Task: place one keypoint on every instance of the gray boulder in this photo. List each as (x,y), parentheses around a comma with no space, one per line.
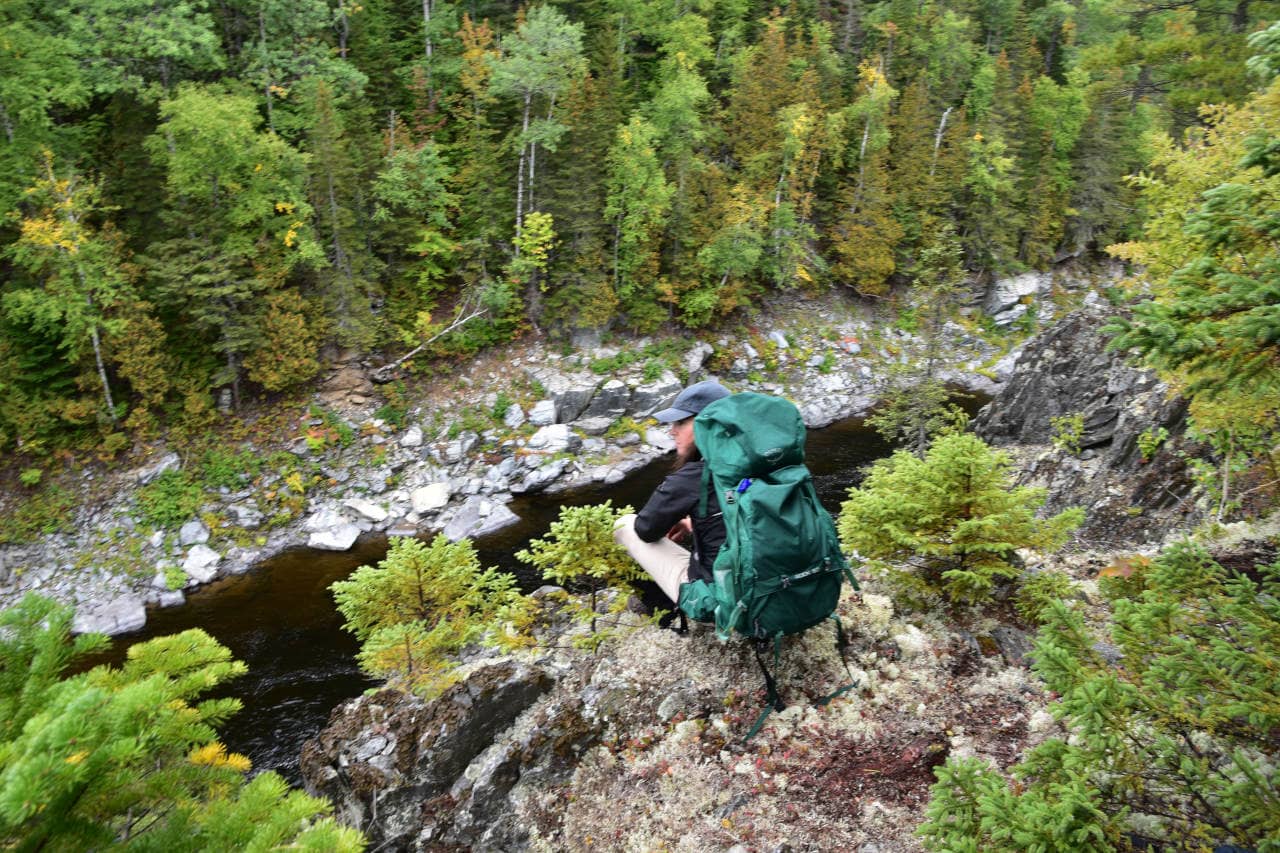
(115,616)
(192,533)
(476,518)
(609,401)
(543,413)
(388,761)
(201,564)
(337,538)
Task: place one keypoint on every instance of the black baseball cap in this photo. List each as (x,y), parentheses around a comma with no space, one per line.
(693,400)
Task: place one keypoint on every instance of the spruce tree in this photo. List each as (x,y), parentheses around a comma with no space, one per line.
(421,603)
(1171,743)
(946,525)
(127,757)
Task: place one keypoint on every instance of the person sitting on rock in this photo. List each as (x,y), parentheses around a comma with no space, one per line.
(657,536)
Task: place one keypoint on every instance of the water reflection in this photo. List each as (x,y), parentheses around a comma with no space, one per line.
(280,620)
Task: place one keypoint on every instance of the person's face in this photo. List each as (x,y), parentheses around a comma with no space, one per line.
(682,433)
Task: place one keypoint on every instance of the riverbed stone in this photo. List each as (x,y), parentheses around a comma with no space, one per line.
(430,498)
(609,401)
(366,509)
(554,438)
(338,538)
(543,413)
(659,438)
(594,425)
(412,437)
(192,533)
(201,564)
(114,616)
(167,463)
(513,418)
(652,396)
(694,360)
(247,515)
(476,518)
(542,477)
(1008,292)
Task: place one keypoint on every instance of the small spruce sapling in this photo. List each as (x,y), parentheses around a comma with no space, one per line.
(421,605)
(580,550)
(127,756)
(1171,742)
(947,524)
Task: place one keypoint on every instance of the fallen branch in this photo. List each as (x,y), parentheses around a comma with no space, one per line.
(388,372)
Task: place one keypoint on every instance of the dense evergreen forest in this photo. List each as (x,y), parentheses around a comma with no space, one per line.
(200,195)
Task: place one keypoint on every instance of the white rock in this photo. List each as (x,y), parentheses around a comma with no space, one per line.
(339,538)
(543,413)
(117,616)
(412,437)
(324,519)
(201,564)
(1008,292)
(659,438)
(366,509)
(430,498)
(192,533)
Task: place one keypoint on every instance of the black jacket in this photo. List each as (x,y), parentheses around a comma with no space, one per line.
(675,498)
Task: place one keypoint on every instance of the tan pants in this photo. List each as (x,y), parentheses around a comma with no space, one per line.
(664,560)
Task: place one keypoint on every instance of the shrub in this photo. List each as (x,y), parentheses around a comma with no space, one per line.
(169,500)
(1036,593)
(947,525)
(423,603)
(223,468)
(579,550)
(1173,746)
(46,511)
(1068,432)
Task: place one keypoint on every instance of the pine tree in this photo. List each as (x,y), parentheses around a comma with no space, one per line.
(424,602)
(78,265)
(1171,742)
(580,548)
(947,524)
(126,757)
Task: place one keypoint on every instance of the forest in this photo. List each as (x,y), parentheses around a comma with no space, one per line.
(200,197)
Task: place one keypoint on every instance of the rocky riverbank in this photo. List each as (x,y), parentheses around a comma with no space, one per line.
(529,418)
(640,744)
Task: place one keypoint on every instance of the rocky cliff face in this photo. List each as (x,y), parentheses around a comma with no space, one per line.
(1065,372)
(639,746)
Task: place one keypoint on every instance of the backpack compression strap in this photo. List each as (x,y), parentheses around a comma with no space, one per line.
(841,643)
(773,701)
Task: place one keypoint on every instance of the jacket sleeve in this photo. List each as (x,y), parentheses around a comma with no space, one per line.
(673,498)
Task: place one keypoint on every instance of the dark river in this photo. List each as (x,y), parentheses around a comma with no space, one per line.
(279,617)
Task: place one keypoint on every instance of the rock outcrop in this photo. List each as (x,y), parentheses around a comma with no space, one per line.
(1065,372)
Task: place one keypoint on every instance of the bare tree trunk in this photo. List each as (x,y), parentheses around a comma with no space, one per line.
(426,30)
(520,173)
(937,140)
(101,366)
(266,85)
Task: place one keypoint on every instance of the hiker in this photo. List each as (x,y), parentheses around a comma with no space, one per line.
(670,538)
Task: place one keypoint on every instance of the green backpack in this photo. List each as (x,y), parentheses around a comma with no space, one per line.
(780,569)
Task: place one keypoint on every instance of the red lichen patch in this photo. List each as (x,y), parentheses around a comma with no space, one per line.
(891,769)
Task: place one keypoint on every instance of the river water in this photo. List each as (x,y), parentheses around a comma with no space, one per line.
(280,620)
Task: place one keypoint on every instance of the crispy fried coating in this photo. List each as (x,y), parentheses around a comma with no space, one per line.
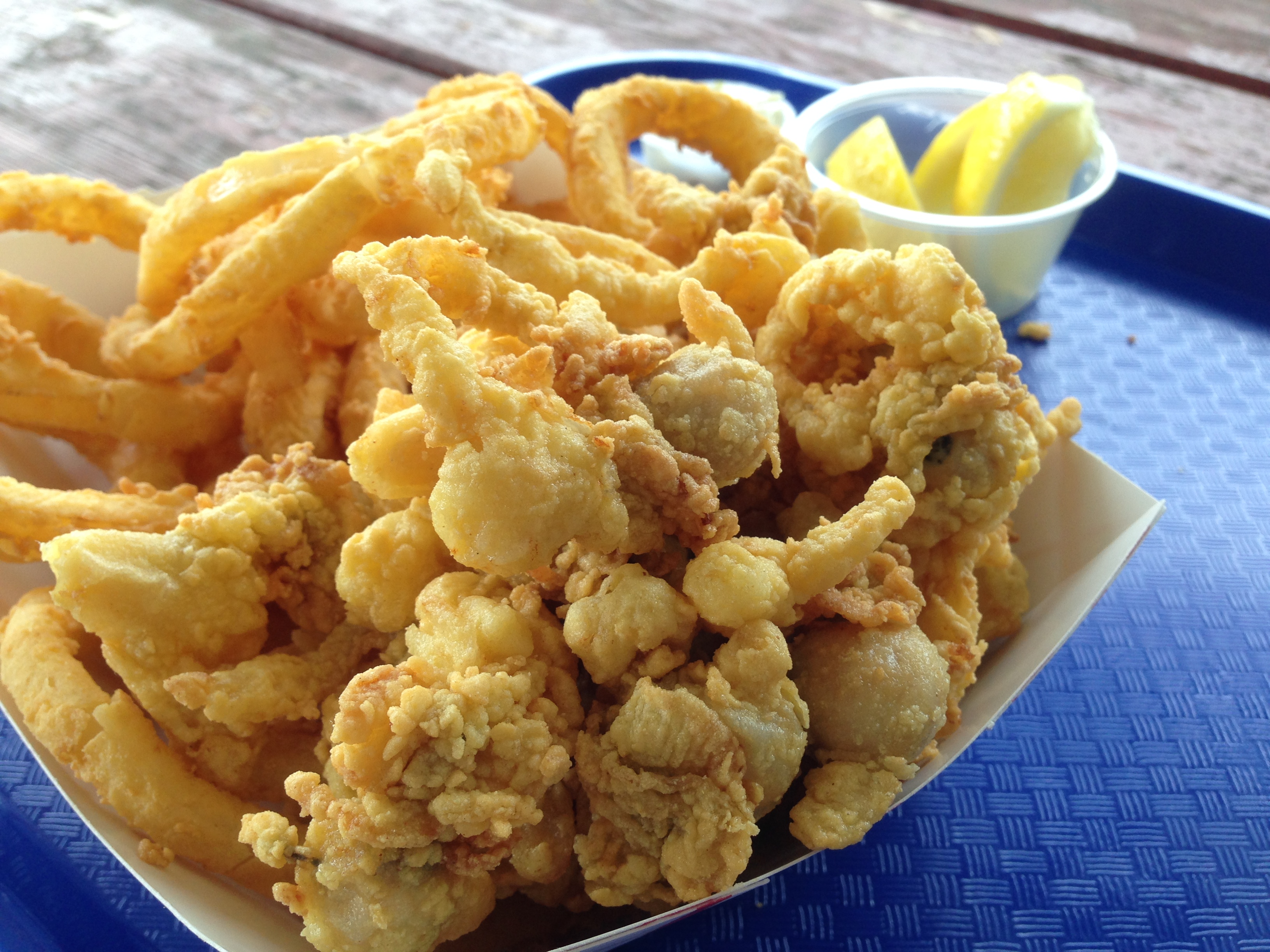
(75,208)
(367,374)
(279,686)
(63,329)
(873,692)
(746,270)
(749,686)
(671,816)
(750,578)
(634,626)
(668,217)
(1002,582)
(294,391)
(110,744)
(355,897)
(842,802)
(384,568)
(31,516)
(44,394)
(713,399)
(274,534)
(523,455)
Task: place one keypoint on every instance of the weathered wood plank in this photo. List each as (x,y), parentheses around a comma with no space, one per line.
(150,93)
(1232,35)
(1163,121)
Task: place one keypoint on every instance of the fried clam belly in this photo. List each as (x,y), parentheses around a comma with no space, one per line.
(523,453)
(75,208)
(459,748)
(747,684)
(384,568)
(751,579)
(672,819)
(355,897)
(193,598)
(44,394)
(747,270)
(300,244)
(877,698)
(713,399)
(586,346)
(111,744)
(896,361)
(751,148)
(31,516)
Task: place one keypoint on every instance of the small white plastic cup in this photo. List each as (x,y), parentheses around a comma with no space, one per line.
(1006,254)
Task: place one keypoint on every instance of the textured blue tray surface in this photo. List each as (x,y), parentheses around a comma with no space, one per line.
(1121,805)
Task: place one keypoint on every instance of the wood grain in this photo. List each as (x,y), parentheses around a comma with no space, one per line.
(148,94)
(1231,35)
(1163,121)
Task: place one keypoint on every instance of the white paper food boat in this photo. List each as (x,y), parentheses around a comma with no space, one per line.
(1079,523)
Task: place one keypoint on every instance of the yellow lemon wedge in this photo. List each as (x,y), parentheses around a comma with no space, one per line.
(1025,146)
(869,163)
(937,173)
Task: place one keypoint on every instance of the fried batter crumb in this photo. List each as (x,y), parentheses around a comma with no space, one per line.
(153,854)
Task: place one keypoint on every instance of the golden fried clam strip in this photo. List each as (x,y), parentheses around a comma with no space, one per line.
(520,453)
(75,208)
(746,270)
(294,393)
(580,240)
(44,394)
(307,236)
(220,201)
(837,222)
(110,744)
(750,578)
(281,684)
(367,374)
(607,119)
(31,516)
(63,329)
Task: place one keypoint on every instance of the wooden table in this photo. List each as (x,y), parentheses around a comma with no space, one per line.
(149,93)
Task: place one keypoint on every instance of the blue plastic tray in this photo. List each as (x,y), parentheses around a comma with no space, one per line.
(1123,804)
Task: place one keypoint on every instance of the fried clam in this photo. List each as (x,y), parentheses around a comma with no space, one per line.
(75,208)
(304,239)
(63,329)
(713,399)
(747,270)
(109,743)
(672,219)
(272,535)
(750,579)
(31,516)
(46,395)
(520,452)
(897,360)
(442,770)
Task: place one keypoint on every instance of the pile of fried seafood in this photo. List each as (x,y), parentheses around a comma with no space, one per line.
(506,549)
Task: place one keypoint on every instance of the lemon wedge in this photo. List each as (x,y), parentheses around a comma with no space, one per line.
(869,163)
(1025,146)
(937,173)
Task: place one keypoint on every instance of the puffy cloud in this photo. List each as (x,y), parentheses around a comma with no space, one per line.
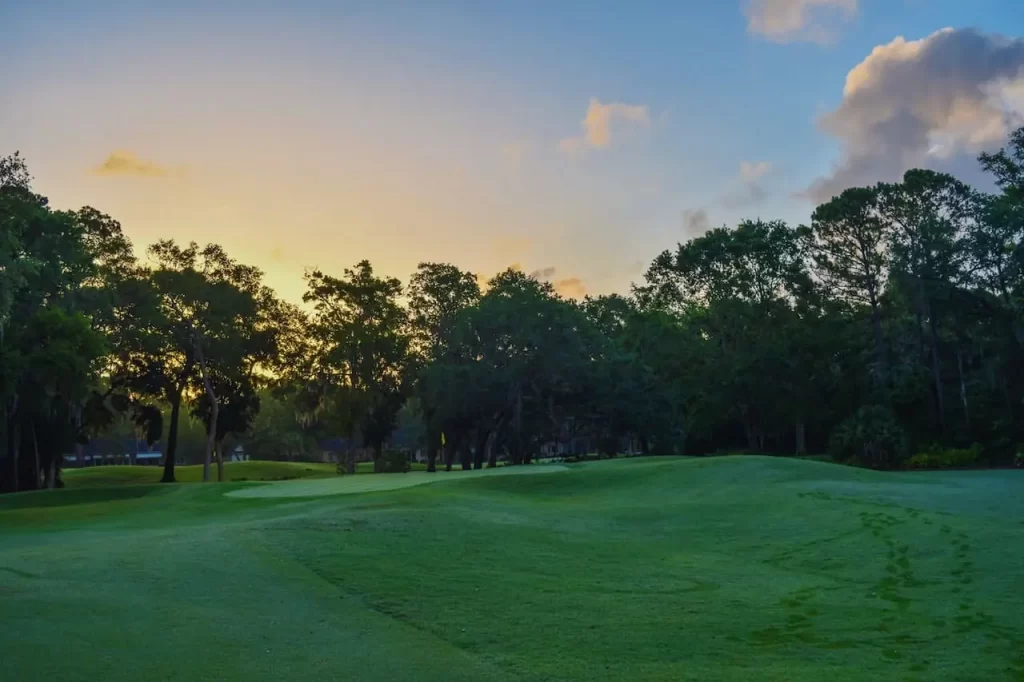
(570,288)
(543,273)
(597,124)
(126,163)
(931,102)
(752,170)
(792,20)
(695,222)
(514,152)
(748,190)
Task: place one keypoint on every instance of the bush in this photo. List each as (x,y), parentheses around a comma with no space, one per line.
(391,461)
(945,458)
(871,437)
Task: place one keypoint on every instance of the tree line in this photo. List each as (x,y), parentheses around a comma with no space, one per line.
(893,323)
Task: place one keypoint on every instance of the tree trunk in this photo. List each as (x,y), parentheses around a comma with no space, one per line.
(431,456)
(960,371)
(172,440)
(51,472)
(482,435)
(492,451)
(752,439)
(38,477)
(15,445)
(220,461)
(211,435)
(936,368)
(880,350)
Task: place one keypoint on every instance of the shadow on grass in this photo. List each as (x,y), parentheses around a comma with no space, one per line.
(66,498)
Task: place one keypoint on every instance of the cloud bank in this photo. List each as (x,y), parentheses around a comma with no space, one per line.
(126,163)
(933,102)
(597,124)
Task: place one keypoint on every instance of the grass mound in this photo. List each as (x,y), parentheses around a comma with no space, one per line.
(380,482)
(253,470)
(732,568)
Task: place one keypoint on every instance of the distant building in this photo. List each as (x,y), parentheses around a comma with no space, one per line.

Exercise details – Convert the records, from the line with "fried clam in" through the end of the records, into a Markdown table with the columns Row and Line: number each line and put it in its own row, skipping blank lines. Leave the pictures out.

Response to the task –
| Row | Line |
|---|---|
| 1 | Task: place one keypoint on every instance of the fried clam in this photo. List each as (x,y), parentheses around a comma with no space, one per line. |
| 2 | (75,208) |
| 3 | (304,239) |
| 4 | (63,329) |
| 5 | (713,399) |
| 6 | (747,270) |
| 7 | (109,743) |
| 8 | (672,219) |
| 9 | (272,535) |
| 10 | (750,579) |
| 11 | (31,516) |
| 12 | (46,395) |
| 13 | (520,452) |
| 14 | (897,360) |
| 15 | (442,770) |
| 16 | Task: place one keypoint on every instance of the pile of fried seafood in this photo. List each as (x,y), parentheses around a comma with no space, one per line. |
| 17 | (506,549) |
| 18 | Task: place one keypoint on every instance of the lemon wedge in this photo. List each as (x,y), parentheses around a comma with no space, one per line. |
| 19 | (869,163) |
| 20 | (1025,146) |
| 21 | (937,173) |
| 22 | Task: place one keypoint on every instance of the puffy cloud in this photo. List each as (x,y), parentheses around a comma with no space, one per line. |
| 23 | (570,288) |
| 24 | (543,273) |
| 25 | (597,124) |
| 26 | (126,163) |
| 27 | (931,102) |
| 28 | (752,170) |
| 29 | (792,20) |
| 30 | (695,222) |
| 31 | (514,152) |
| 32 | (748,190) |
| 33 | Task: place one keypoint on every instance of the bush in this photo. List each as (x,y), parentheses around a comma with no space, one per line. |
| 34 | (391,461) |
| 35 | (945,458) |
| 36 | (871,437) |
| 37 | Task: place one keypoint on every instance of the tree line in this photo. List each as (x,y), parentheses around a comma with no space, one per line. |
| 38 | (893,323) |
| 39 | Task: place one keypoint on every instance of the tree trunk in this photo. List each as (x,y), parentheses around a comma with no space, one per line. |
| 40 | (431,456) |
| 41 | (960,371) |
| 42 | (172,440) |
| 43 | (51,472) |
| 44 | (482,435) |
| 45 | (492,451) |
| 46 | (752,439) |
| 47 | (38,477) |
| 48 | (15,445) |
| 49 | (220,461) |
| 50 | (211,435) |
| 51 | (936,368) |
| 52 | (880,350) |
| 53 | Task: place one keypoint on every instance of the shadow on grass in this photo. List each as (x,y), parentheses around a comma with no space, one per line. |
| 54 | (66,498) |
| 55 | Task: place one keypoint on every instance of the cloud bank in this photo. List each as (x,y), parentheses around a comma with no space, one per line. |
| 56 | (126,163) |
| 57 | (933,102) |
| 58 | (597,124) |
| 59 | Task: place one keypoint on every instance of the grass mound in this photo. List each as (x,y), parentheses around a comma with no space, one per line. |
| 60 | (380,482) |
| 61 | (253,470) |
| 62 | (732,568) |
| 63 | Task: place one keypoint on every instance of the distant building in this photo. List each as (x,y), parentheses around a comma with no space, one per line. |